» About this task
From the first line to the last, restate the data word for word.

• • •

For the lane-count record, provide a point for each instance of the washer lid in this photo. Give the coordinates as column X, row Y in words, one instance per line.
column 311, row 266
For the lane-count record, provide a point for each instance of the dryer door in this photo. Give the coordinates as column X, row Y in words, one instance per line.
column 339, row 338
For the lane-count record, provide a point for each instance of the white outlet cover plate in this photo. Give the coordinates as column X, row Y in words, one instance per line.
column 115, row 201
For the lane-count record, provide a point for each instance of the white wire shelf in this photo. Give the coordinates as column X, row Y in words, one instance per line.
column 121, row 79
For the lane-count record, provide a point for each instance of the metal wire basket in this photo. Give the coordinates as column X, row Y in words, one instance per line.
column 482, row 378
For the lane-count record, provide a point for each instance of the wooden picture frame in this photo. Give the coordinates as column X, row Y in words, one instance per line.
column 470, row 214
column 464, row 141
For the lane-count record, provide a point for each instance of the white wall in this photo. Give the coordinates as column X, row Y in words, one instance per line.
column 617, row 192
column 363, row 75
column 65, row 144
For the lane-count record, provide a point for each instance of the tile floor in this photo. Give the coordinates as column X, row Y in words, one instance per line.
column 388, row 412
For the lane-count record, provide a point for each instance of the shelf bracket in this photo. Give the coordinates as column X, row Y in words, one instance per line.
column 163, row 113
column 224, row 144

• • •

» Output
For the lane-count record, provide a point for each instance of the washer lid in this photo. Give the coordinates as column X, row Y in words, one instance per line.
column 311, row 266
For the lane-count record, provide a point for each instance of the dryer door in this photo. Give the coordinates as column X, row Y in words, one instance per line.
column 339, row 338
For the lane-count record, provide a point for each instance of the white outlet cover plate in this photo. Give the coordinates as column X, row Y in words, one instance per line.
column 115, row 201
For the lane-count record, provide a point for each instance of the white wire shelf in this photo. Give the coordinates as column X, row Y in words, one instance per line.
column 121, row 79
For the lane-count record, provide a point for each instance of the metal wire basket in this photo. Give the coordinates as column X, row Y in words, one instance per line.
column 482, row 378
For the lane-count record, provide a point for each instance of the wooden picture frame in this photo. Give the coordinates as column X, row Y in words, one instance per line.
column 470, row 214
column 464, row 141
For the lane-count record, provide a point for each instance of the white wall in this photo. Give the coordinates as column X, row Y in words, one instance per line.
column 617, row 192
column 363, row 75
column 65, row 144
For the lane-count record, provide a point for each instance of the tile floor in this photo. Give the coordinates as column X, row Y in words, one instance per line.
column 388, row 412
For the lane-count record, provide a point for each instance of the shelf bracket in this photo. Give the coordinates as column X, row Y in words, one instance per line.
column 163, row 113
column 224, row 144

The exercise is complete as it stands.